#### Short task 1:
List everyone who is quoted in the article on organic farming and gang violence prevention.
#### Short task 2:
Pick up the article on organic farming and gang violence prevention after its final paragraph and keep writing.

#### Text section:
□ □ □ □

What does organic farming have to do with gang violence prevention?

Seventeen-year-old DelRay is from Roxbury. Today he’s on an organic farm, planting squash. "I'm planting the plant in the hole with the fertilizer," he explains. "The fertilizer is giving the plant nutrients for the roots for it to grow."

Next to him, in the muddy field not far from downtown Boston, is 18-year-old Sam, who was in a gang and didn’t want to use his last name. They’re paid $8 an hour, and Sam says the program keeps him safe, "by, like, keeping me busy and keeping me focused so that I can keep my mind focused on what I am trying to do next. And with the money that I get, I’m trying to get my permit, get my license, get a car and move on."

Youth Options Unlimited Boston, which placed these kids at the farm and at other work sites, gets more than half it’s funding from a state program called the Shannon Grants. Deputy Director Kim Pelletreau says farming teaches kids to be reliable workers who follow directions.

"They get evaluated on a point system every day: Their attendance, their punctuality, their attitude, their commitment, their contribution. They're measured on everything," she says. "This experience — no matter what the project is — is about kids learning what it means to work."

(Jessie Martin/WBUR)
(Jessie Martin/WBUR)

The Shannon Grants were created in 2005 in response to escalating gang violence in the state. Last year, the legislature allotted $13 million to 18 cities for a two-pronged strategy. Some of the money goes to law enforcement to deter gangs. Most of it, though, funds youth agencies that are trying to persuade kids to leave gangs or not to join them in the first place. This year’s budget cuts the grant program in half,  to $6.5 million.

"They often are the first programs that are cut out," says Lew Finfer, of the Massachusetts Community Action Network. Finfer understands the recession has led to less revenue for the state and cuts, but he thinks the Shannon Grants have been cut more than other programs.

"Very few state programs were cut 50 percent," Finfer says. "But I think the bigger problem is the lack of revenue. If we passed an income tax increase only equal to what we were paying during the last recession, it wouldn't restore all the cuts, but it would lessen them."

□ □ □ □

[Pointing records]

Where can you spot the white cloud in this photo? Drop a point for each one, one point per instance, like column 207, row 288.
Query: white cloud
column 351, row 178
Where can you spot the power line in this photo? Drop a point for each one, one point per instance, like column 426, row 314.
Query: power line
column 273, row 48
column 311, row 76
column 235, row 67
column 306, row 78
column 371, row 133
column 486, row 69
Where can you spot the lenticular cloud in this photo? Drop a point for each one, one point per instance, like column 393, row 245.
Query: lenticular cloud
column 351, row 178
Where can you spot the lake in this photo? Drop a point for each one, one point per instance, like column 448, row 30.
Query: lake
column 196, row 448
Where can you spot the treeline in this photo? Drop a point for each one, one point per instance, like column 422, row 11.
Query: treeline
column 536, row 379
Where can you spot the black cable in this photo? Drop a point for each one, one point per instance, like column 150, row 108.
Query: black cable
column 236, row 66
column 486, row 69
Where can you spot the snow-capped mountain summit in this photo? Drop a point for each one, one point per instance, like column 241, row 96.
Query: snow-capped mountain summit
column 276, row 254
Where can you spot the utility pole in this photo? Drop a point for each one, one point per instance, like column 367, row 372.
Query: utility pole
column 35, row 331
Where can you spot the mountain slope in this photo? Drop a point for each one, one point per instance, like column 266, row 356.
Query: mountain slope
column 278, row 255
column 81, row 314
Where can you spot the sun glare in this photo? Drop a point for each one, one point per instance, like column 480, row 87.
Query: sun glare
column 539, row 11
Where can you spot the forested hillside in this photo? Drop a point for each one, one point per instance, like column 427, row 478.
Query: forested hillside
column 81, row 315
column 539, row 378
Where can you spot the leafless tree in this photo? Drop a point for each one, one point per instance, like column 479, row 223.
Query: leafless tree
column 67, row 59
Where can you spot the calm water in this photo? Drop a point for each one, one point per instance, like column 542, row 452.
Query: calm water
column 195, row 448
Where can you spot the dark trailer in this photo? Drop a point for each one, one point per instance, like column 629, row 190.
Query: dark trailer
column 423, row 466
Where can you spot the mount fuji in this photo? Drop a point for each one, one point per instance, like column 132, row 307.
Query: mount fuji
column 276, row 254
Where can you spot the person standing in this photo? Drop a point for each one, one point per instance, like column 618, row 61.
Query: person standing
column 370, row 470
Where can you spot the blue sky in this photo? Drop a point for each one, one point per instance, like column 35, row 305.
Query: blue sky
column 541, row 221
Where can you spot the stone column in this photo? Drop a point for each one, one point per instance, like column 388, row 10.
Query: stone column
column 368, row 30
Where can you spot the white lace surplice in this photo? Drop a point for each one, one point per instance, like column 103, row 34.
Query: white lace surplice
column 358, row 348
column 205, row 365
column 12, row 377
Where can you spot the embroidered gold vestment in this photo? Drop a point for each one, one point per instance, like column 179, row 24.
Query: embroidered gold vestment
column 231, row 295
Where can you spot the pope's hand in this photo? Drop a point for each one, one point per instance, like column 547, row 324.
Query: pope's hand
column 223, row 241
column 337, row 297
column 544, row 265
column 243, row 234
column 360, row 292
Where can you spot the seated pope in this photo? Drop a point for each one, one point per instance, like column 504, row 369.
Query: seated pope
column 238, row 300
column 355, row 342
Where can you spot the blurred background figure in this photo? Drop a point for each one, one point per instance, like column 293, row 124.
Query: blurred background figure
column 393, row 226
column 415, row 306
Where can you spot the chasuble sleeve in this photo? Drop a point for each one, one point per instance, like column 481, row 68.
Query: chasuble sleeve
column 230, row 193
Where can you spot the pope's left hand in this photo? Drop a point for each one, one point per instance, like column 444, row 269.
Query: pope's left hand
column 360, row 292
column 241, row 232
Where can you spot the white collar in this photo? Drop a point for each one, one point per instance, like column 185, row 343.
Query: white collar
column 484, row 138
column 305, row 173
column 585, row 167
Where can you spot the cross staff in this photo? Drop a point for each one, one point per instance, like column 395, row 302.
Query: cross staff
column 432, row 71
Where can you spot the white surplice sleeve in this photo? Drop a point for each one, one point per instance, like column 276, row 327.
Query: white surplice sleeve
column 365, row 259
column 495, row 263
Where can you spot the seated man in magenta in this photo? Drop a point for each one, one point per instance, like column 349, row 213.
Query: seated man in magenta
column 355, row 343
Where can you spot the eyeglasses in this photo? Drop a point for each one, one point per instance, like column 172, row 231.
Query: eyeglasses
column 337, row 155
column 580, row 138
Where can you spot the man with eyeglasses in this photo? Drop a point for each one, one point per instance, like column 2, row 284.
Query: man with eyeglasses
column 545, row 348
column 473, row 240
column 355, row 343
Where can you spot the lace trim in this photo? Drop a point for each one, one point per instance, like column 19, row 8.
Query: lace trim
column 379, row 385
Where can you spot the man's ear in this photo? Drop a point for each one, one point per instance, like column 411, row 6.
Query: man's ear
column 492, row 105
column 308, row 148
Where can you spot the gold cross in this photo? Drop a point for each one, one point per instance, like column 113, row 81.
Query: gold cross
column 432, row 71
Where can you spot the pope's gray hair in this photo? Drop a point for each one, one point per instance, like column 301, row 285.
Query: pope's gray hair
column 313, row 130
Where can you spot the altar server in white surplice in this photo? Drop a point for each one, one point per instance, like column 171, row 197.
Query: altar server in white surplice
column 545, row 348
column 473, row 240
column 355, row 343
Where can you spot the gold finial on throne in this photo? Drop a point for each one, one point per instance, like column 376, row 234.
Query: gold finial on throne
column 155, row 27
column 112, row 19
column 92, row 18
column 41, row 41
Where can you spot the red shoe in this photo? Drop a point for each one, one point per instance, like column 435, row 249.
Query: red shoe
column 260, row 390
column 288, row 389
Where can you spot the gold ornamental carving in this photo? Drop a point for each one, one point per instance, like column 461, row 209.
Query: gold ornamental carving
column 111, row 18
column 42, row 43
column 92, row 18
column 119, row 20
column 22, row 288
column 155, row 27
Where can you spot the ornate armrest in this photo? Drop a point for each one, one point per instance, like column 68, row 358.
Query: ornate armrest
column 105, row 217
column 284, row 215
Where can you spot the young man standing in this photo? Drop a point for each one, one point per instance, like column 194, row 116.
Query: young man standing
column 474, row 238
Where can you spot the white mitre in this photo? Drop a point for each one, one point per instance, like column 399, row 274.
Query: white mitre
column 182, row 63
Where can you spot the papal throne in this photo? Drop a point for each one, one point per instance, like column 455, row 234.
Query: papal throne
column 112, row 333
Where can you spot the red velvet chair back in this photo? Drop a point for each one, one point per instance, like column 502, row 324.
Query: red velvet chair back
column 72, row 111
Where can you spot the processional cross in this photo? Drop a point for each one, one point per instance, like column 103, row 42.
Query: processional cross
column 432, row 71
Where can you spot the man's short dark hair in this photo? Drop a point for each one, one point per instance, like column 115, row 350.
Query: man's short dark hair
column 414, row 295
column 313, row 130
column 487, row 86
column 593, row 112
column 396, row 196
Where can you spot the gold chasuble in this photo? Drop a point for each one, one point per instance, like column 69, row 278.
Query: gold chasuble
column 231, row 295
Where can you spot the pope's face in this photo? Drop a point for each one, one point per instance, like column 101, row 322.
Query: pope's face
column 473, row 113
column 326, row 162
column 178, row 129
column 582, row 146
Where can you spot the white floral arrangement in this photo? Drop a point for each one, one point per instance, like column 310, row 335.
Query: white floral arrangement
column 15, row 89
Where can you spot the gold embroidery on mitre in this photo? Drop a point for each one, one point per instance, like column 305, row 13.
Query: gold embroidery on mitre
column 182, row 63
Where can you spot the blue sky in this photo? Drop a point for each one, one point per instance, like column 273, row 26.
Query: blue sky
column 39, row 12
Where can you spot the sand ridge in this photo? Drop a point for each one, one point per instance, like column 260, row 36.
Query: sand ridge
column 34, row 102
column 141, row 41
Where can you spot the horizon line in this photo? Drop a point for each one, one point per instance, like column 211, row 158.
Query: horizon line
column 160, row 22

□ □ □ □

#### Answer 1:
DelRay, Sam, Kim Pelletreau, Lew Finfer

#### Answer 2:
Finfer would like to see another tax increase because he fears public safety will suffer without more funding for the Shannon Grants. Some agencies that have relied on state money will try to make up for the loss by raising funds privately. Police departments may try to shift resources to cover the shortfall. But there will be reductions in police patrols, jobs for youth, outreach workers and programs.

That worries Kim Pelletreau of Youth Options. "The Shannon Grant in the city of Boston and the partners of Y.O.U. Boston that the Shannon Grants support are absolutely instrumental," Pelletreau says. "That money has been absolutely critical to being able to serve the highest-risk population in the city of Boston."

Police departments around the state that receive Shannon Grants are also lamenting the cut in funding. Lowell, which has seen a decrease in gang-related crime, received nearly $1 million in Shannon Grants last fiscal year. The Framingham Police Department uses the $150,000 it got to pay for an outreach worker for gangs and a resource officer in the high school, in an effort to solve problems on the street before they turn into 911 calls.

Deputy Police Chief Ken Ferguson says he thinks that has prevented crime. "We’re going to have to prioritize and determine, you know, what we're going to try to sustain and what we’re going to have to lose as a result of the cuts," he says.

Paying former gang members to plant organic crops might be hard to link to successfully decreasing crime. But DelRay says it keeps him from hanging out in his neighborhood and possibly getting into trouble. "It’s a good program, I don’t think they should be cutting 'cause it’s giving people like us a second chance, basically," he says. "I think they should be putting more money."

But the ongoing recession means state revenue continues to drop below expectations, so lawmakers are not ruling out more cuts to programs — such as the Shannon Grants — later this year.

This program aired on July 13, 2009.